<<<<

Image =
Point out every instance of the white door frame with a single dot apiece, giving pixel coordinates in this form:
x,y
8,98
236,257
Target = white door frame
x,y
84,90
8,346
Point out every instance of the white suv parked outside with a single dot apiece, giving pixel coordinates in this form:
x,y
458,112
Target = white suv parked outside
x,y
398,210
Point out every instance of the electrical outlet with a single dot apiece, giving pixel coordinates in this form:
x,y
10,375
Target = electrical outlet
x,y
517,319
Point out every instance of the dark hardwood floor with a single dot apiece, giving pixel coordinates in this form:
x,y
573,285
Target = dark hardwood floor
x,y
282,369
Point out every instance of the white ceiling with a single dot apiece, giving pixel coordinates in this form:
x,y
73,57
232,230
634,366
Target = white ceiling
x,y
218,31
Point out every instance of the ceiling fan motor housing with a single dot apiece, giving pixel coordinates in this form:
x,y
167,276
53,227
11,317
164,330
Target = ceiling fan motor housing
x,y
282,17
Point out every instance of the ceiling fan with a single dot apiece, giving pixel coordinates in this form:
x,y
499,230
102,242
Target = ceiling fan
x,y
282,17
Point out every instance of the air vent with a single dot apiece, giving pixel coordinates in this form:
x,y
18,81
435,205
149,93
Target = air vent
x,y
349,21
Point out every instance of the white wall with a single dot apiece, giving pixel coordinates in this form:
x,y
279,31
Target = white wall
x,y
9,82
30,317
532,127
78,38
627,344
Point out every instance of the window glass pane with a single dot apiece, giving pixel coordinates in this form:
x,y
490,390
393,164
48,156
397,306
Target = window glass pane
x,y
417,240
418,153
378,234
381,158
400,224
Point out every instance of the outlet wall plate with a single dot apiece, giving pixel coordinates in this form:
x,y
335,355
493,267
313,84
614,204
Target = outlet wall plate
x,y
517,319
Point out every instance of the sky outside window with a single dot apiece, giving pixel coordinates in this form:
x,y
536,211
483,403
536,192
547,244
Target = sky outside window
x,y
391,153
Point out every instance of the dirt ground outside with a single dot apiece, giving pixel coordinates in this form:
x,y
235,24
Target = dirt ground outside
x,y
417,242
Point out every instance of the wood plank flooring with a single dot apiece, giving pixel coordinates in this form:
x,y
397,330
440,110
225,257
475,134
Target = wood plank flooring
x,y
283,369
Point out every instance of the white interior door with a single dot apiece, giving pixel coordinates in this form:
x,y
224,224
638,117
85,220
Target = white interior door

>>>>

_What this task involves:_ Please copy all of the data above exactly.

_Solved problem:_
Image =
Point out every instance of the white door frame with a single dot apiece, giving pixel coordinates in this form:
x,y
8,98
236,257
Target = white door frame
x,y
84,90
8,346
Point out every instance of the white suv parked outside with a single dot apiece, giving pixel coordinates in this form:
x,y
458,112
Target = white suv parked outside
x,y
398,210
Point out every instance of the electrical outlet with a single dot apiece, giving pixel coordinates in this form:
x,y
10,375
Target = electrical outlet
x,y
517,319
Point out every instance of the dark hardwood floor with a single dot apiece, giving pixel coordinates in this form:
x,y
573,285
Target = dark hardwood floor
x,y
282,369
Point out every instance of the white ceiling with a single dot apiece, giving pixel coordinates in this form:
x,y
73,57
232,230
634,366
Target = white ceiling
x,y
218,31
Point out every instance of the ceiling fan motor housing with a single dot apiece, giving pixel coordinates in this form:
x,y
167,276
53,227
11,317
164,330
Target = ceiling fan motor housing
x,y
282,17
Point out every instance of the ceiling fan with a single dot apiece, giving pixel coordinates in this form:
x,y
499,230
102,242
Target = ceiling fan
x,y
282,17
Point out every instance of the air vent with a single dot apiece, giving pixel coordinates in this form:
x,y
18,81
435,205
149,93
Target = air vent
x,y
349,21
Point out every instance of the white wall with a single dot apiece, giving pixel coordinates in this form:
x,y
279,31
Target = white wall
x,y
9,82
30,317
532,127
78,38
627,344
Point out every instance of the window glass pane with a single dot apiece, giving pixel coordinates in this form:
x,y
490,390
393,164
48,156
397,306
Target = window glass pane
x,y
417,240
418,153
378,234
381,158
400,224
Point out every instance of the outlet wall plate with a single dot apiece, giving pixel coordinates in this form:
x,y
335,355
493,267
313,84
614,204
Target = outlet wall plate
x,y
517,319
Point out every instance of the sky outside window with a single dot apiece, giving pixel coordinates in this form:
x,y
536,211
483,403
536,192
547,244
Target = sky outside window
x,y
391,153
Point out every instance of the dirt ground outside with a single dot apiece, giving pixel coordinates in this form:
x,y
235,24
Target = dirt ground outside
x,y
417,242
Point out every instance of the wood plank flooring with a single dot apiece, giving pixel coordinates in this form:
x,y
397,330
440,110
225,257
475,134
Target = wood plank flooring
x,y
283,369
Point out every instance of the white interior door with a single dot apiece, giving pixel coordinates in this form:
x,y
224,224
638,117
85,220
Target = white interior door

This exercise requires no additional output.